Abstention-Aware RAG Decision Layer — answer, clarify, or abstain
Project description
A2RAG - Abstention-Aware RAG Decision Layer
Decides when your RAG system should answer, ask for clarification, or abstain.
Standard RAG systems answer every question - even when they shouldn't. A2RAG adds a decision layer that prevents unsafe or hallucinated answers.
The Problem
User: "Can I return this item?"
RAG: "Yes, returns are accepted within 14 days." - confident but WRONG
(user has a digital item - not returnable)
The Solution
User: "Can I return this item?"
A2RAG: CLARIFY - "Was this a physical product or a digital item?"
Installation
pip install a2rag
Zero required dependencies. Works with any RAG system and any LLM.
Quick Start
from a2rag import A2RAGClient
client = A2RAGClient(api_key="your_key_here")
# Step 1: Your existing RAG pipeline (unchanged)
contexts = your_rag.retrieve(user_query)
draft_answer = your_llm.generate(user_query, contexts)
# Step 2: A2RAG decides what to do
decision = client.decide(
query=user_query,
contexts=contexts,
draft_answer=draft_answer,
)
# Step 3: Act on the decision
if decision.should_answer:
show_to_user(draft_answer) # safe to show
elif decision.should_clarify:
ask_user(decision.clarification) # ask specific follow-up
elif decision.should_abstain:
escalate_to_human() # route to human agent
How It Works
A2RAG uses two independent scores to make every decision:
| Score | Question |
|---|---|
| Evidence Score | Does the knowledge base actually support this answer? |
| Completeness Score | Did the user provide enough context for a specific answer? |
This separation prevents a common failure mode: high retrieval confidence on a question the corpus doesn't actually cover.
Decision Object
decision.action # "answer" | "clarify" | "abstain"
decision.confidence # 0.0 - 1.0
decision.clarification # Specific question to ask (if action="clarify")
decision.missing_fields # What information is missing
decision.should_answer # bool shortcut
decision.should_clarify # bool shortcut
decision.should_abstain # bool shortcut
decision.evidence_score # How well corpus supports the answer
decision.query_type # "generic_policy" | "instance_specific"
decision.is_high_confidence # True when confidence >= 0.80
Benchmark Results
Tested on a controlled benchmark of 40 scenarios across 6 domains and 5 languages (EN, HE, AR, FR, ES):
| System | UAR (↓ lower is better) | Safe Answers | Abstain Precision |
|---|---|---|---|
| Standard RAG | 80% | 20% | 0% |
| RAG + confidence threshold | 80% | 20% | 0% |
| A2RAG | 0% | 91% | 100% |
UAR (Unsafe Answer Rate): percentage of answers that were factually wrong or unsupported. A2RAG achieves 0% UAR - it never confidently answers a question it cannot support.

* * *

## [What to work on]
a: Duplicate the passage of the A2RAG project description between "Standard RAG systems" and "- not returnable)", inclusive.
b: In the A2RAG project description, at what confidence value does decision.is_high_confidence become True?

## [Source data]
* * *

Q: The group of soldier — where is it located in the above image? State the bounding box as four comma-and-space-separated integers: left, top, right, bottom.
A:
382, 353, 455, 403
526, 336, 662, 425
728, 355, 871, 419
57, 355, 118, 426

* * *

## [Exercise results]
a:
Standard RAG systems answer every question - even when they shouldn't. A2RAG adds a decision layer that prevents unsafe or hallucinated answers.
The Problem
User: "Can I return this item?"
RAG: "Yes, returns are accepted within 14 days." - confident but WRONG
(user has a digital item - not returnable)

b: It becomes True when confidence is 0.80 or higher.